--- Text block Enclosed Below ---

Using the panel discussions of the most recent World Science Fiction Convention in Spokane, August 2015, I will jump off, jump on, rail against, and shamelessly agree with the BRIEF DESCRIPTION given in the pdf copy of the Program Guide. This is event #2153. The link is provided below…
Future Pharma – How will biotechnology and genome research revolutionize pharmaceuticals? How can biotech be better integrated into fiction? This panel will help provide an understanding of the diversity of contemporary and theoretical pharmaceuticals and how biotechnological breakthroughs can help move a plot along. Heather Rose Jones (m), Peter Charron, Barry Gold
My first ever “published” science fiction story dealt with just this subject, back when I was a 9th grader in 1971. I remember my incredible success with this story because a girl in my Journalism class got really excited as I described my story, about a man-on-the-run from the Galactic Drug Corporation. As I read, the character commented that the company provided the purest form of any drug you could want.
She looked up at me and said, “Where are they?”
As I recall, I just gave her a blank look...as a ninth grader I was about as “uncool” as you could possibly be: plaid, high-water slacks, bowl cut hair, hated blue jeans and pizza, read all the time...I had no idea what I was writing about, but I had somehow picked up on the prevailing culture enough to write the piece.
Since then, everyone I know has benefitted from biopharmacology: my wife takes human insulin produced by bacteria; my brother and father have stents in their hearts that had been coated with a substance that prevented the rejection of the foreign object; my brother-in-law who was born a hemophiliac, took freeze-dried Factor XIII in order to increase the clotting ability of his blood; I could go on, but there’s no reason to. The science fictional possibilities of pharmacology, biology, and biotech is undeniable.
I have a world where I’m exploring the possibilities right now. In my future, there are no aliens. There are also very few habitable planets (ever read the book, HABITABLE PLANETS FOR MAN? If you haven’t, here you go: http://www.rand.org/content/dam/rand/pubs/commercial_books/2007/RAND_CB179-1.pdf This book not only inspired me, it lit a fire under me that hasn’t ever gone out. I LOVE alien worlds, aliens, and everything else about SF!)

--- End of Enclosed Text block ---
--- Dataset content Enclosed Below ---

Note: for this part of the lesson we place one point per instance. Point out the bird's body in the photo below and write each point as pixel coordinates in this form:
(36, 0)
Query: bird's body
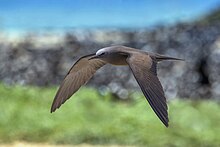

--- End of Enclosed Dataset content ---

# Task to carry out:
Write the next part of the post about the Future Pharma panel, starting after its last sentence. The listing is unrelated to the post about the Future Pharma panel.

# Task output:
In my future, Humans are modified to fit environments and Humanity has split into two factions – the Empire of Man and the Confluence of Humanity. The Empire refuses to admit that anyone who is less than 65% Original Human DNA is Human. The Confluence embraces the modification of the Human genome to whatever lengths it takes to serve the rest of Humanity.
Obviously there will be conflict, and my focal point is in the clouds of the super-Jovian, puffy-Jupiter, named River. I’ve had two stories published in this world, “The Baptism of Johnny Ferocious”, “The Prince of Blood and Spit”, plus the as-yet-unscheduled, “Into The Deaths”. I imagine I’ll collect them altogether someday.
But back to the point of this essay, we will continue to expand our use of “manufactured” biotech products and will continually be faced with the problem of limits. At what point do we draw back?
Case to point is the refusal by parents of technology that would allow a deaf child to hear. The argument is that “deafness is not a handicap or a disease”. Deaf Australia puts it this way: “...a [cochlear] implant ‘implies that deaf people are ill or incomplete individuals, are lonely and unhappy, cannot communicate effectively with others and are all desperately searching for a cure for their condition. [This] demeans deaf people, belittles their culture and language and makes no acknowledgment of the diversity of lives deaf people lead, or their many achievements.’”
If this is already an issue, what does the future hold?